(Opdracht)
Beantwoord deze vragen over het artikel over gele bonden, elk op een eigen regel:
1. Van welke organisatie komt de omschrijving van een gele bond?
2. Wat is bij een gele bond, net als autonome belangen van werkers, uitgesloten?
3. Vanaf welk jaar begint Marcel zijn blik op het internationale verleden?

(Artikel)
"""
Gele bonden – historisch en internationaal
Reacties op artikelen die Solidariteit plaatst, zijn altijd welkom. Helemaal als ze aanvullend zijn. Dat deed Marcel van der Linden naar aanleiding van mijn commentaar van 24 augustus 2024, Strijdbaarheid eist onafhankelijkheid. (2) Dat ging onder meer over de actualiteit van ‘de gele bonden’ in Nederland. En uitgerekend over die ‘ondernemersgezinde bonden’ stuurde Marcel een verkennend onderzoek historisch en internationaal, niet specifiek over Nederland. Hier aandacht voor wat mij het meest aansprak.
4 november, 2024 8 min leestijd
(Foto: 24 mei 1968 in Frankrijk, Derek Blackadder, Flickr, CC2.0)
Om te beginnen een omschrijving van een gele bond, ontleend aan de International Labour Organization van de Verenigde Naties, ILO: Een vakbond die is opgericht door of onder de invloed en controle van een ondernemer. Zo’n ‘ondernemersbond’ is een verwerping van de onafhankelijke vakbeweging. Deze ‘anti-vakbond’ is tevens een pleidooi voor een alternatieve, oftewel gele bond. Een alternatief dat bij voorkeur vanzelfsprekend is, dus zonder discussie en keuze, zich richt op de (betrokken) werkers en bijvoorbeeld de volgende uitwerkingen kent:
- verleiding/omkoping – aanbieden bedrijfshuisvesting of onderwijsfaciliteiten,
- intimidatie – dreigen met loonsverlaging of ontslag,
- ondermijning – negatief bejegen, rode bonden zijn communistisch.
Gemeenschappelijke belangen
De grondslag van een gele bond is dat ondernemers en werkers gemeenschappelijke belangen hebben en die uitdragen. Autonome belangen van werkers zijn evenals stakingen uitgesloten. Vakorganisaties die deze uitgangspunten bestrijden zijn taboe. Een gele bond wordt organisatorisch en ideologisch gedragen door ondernemers, soms door politieke partijen en de staat, soms financieel.
Zoals gezegd, duikt Marcel het internationale verleden in. Hij begint met de periode vanaf 1870, volgt met de jaren tussen de twee wereldoorlogen en sluit af met de periode sinds de jaren vijftig.
"""
(Aangeleverde gegevens)
"""
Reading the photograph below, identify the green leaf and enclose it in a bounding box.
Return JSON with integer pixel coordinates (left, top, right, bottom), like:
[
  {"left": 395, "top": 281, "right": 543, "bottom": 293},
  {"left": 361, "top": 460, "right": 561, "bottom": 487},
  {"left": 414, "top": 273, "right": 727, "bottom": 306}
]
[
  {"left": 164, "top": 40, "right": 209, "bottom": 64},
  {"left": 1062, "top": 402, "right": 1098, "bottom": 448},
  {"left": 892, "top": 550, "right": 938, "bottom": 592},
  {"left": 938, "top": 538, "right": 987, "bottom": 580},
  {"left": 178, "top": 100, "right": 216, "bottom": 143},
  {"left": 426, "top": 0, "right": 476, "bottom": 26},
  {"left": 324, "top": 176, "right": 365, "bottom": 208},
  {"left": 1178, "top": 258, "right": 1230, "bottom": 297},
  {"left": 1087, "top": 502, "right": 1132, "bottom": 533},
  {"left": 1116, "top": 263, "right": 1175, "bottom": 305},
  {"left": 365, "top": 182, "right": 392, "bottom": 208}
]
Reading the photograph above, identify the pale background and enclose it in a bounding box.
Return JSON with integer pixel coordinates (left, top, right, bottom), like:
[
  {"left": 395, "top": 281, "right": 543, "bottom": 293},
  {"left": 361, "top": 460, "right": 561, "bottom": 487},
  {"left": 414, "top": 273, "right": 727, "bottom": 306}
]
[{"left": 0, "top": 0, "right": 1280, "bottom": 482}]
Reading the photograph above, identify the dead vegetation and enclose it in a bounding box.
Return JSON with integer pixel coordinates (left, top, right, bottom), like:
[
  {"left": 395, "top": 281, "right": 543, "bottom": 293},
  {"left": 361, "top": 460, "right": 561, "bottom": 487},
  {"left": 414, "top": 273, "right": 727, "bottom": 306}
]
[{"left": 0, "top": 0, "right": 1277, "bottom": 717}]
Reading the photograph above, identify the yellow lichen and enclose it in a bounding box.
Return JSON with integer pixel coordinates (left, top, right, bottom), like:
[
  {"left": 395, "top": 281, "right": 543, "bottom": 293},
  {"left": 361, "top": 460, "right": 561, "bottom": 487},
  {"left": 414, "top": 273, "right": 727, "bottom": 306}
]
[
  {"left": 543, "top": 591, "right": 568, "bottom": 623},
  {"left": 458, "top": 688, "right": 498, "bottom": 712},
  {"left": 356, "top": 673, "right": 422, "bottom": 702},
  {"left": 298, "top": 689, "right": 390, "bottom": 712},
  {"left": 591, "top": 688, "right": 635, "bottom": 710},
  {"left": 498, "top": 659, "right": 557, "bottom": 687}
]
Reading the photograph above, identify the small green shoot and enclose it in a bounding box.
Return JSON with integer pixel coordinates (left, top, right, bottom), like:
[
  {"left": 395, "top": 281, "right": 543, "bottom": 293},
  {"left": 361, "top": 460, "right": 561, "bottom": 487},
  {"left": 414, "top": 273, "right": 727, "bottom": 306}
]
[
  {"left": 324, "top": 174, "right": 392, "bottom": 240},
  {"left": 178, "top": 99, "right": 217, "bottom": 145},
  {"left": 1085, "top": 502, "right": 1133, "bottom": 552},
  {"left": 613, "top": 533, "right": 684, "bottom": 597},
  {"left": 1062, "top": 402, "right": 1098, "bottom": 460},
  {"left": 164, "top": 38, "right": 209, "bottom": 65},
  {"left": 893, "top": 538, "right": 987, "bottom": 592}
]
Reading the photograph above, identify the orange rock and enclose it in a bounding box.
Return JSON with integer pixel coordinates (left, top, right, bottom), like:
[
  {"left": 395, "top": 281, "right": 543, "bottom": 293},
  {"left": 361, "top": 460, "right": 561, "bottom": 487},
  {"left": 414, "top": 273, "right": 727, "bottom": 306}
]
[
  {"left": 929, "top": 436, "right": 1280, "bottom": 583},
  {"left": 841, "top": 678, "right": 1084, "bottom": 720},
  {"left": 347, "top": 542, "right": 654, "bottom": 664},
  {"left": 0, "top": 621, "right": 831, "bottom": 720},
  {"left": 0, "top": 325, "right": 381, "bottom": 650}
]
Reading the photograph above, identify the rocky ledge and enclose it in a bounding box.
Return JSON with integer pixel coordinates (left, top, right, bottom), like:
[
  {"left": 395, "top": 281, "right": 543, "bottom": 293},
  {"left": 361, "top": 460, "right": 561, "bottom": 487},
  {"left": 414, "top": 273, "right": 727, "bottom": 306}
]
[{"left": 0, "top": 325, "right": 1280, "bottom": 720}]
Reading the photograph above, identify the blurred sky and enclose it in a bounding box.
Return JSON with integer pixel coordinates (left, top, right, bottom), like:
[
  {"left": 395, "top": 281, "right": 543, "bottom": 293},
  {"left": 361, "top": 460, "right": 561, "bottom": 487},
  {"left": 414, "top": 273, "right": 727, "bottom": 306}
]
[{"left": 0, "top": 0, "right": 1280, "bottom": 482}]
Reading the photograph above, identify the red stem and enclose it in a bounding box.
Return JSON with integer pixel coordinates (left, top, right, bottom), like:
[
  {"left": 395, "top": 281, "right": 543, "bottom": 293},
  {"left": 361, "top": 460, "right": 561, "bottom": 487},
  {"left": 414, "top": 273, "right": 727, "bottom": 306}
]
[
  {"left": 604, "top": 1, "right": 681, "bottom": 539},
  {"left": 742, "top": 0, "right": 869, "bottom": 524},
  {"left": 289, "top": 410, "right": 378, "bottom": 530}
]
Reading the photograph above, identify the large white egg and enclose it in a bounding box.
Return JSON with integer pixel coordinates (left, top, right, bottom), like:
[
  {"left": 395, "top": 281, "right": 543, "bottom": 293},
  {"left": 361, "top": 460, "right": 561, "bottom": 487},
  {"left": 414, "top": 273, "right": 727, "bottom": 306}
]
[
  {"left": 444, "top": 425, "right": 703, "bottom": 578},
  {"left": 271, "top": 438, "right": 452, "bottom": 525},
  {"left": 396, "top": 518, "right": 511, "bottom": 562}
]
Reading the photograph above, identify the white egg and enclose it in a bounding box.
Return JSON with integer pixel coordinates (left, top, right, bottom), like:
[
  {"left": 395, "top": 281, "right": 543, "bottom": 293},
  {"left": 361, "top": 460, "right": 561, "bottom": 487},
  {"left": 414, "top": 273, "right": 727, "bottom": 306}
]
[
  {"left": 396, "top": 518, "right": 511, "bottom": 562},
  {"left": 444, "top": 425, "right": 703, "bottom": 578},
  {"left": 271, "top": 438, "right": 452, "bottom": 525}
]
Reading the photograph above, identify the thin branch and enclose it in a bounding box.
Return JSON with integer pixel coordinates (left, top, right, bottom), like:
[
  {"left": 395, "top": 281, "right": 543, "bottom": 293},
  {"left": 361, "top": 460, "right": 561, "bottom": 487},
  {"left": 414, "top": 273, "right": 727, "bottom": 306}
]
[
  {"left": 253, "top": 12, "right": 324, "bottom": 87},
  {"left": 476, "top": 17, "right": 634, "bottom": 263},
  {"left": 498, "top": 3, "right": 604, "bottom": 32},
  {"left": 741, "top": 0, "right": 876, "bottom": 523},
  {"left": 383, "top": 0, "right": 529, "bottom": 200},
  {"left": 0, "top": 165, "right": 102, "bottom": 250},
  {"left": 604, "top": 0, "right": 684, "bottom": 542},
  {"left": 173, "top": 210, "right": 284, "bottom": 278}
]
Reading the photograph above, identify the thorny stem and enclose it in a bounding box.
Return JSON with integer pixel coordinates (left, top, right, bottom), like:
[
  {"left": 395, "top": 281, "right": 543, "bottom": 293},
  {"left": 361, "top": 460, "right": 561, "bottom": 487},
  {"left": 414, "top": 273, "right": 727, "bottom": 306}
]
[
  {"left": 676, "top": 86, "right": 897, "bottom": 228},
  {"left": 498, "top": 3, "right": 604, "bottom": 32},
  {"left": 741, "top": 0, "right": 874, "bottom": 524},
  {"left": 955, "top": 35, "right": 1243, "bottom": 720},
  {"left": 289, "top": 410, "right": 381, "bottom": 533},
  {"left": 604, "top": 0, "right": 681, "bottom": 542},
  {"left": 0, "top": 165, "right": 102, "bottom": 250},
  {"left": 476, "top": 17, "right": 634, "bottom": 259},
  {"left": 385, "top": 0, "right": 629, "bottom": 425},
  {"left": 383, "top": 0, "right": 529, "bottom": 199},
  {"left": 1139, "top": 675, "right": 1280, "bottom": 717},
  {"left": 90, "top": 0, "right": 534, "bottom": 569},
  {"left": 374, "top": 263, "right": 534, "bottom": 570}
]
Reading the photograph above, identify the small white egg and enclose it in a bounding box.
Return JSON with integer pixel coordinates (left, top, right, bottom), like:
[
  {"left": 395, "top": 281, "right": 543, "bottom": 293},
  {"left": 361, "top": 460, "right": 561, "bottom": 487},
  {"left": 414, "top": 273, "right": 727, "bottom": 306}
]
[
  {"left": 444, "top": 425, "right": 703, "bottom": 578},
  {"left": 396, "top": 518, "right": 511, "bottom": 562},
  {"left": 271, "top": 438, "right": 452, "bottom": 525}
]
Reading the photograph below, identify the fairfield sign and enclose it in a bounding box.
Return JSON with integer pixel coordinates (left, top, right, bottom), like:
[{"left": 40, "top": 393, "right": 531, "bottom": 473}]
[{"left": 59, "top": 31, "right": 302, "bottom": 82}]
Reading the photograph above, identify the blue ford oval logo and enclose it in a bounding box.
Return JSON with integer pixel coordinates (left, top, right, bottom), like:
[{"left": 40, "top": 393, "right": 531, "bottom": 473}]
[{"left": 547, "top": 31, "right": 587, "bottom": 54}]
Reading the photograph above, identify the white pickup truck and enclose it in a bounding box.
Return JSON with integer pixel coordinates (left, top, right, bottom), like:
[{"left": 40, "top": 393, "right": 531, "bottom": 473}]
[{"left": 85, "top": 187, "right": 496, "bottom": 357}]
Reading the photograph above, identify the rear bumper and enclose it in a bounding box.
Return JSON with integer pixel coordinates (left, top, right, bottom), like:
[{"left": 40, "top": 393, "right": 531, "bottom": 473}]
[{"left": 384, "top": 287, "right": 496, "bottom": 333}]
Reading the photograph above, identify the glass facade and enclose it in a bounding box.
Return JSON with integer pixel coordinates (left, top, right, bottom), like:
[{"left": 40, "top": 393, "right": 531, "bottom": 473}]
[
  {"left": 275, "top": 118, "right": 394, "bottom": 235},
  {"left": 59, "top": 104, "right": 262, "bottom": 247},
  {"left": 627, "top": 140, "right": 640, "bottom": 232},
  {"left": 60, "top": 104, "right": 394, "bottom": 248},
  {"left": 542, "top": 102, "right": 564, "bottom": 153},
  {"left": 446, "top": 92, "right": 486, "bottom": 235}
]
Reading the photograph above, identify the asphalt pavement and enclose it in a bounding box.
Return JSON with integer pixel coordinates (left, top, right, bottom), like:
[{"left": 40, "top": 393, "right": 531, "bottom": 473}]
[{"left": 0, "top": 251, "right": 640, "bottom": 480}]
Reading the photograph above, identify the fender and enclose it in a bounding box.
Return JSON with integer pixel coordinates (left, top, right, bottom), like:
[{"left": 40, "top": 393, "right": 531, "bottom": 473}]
"""
(Juist antwoord)
1. Van de International Labour Organization (ILO) van de Verenigde Naties.
2. Stakingen.
3. Vanaf 1870.